WRITTEN INSTRUCTION:
Reproduce every line of the items below word for word, leaving the pictures out of your answer.

Items from a dataset:
>>>>>
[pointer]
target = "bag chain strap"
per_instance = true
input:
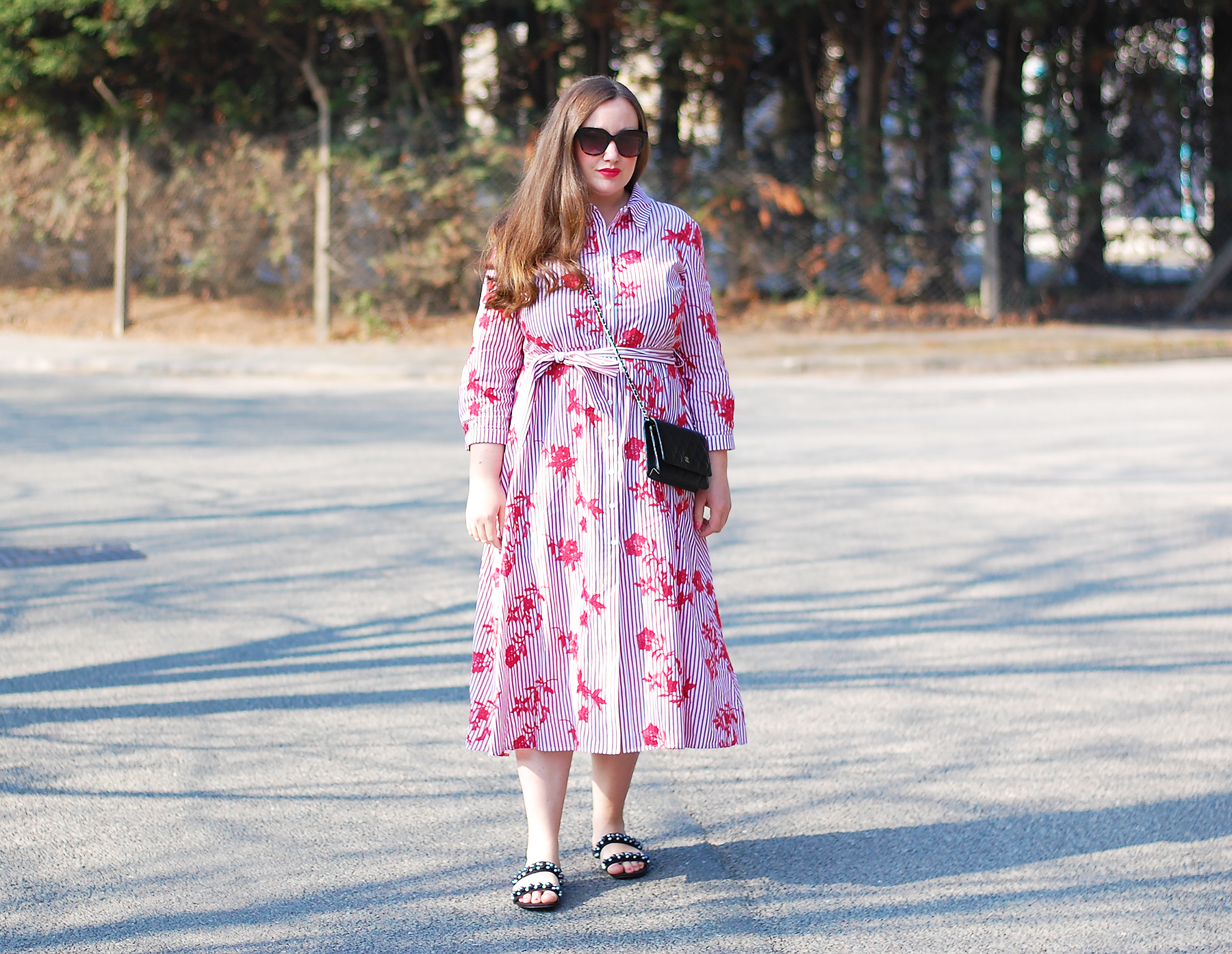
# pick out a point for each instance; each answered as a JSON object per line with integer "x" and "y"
<<<<<
FULL ANSWER:
[pointer]
target = "bag chain strap"
per_instance = true
input:
# pick out a point for each instance; each answered as a JSON object per line with integer "x" and "y"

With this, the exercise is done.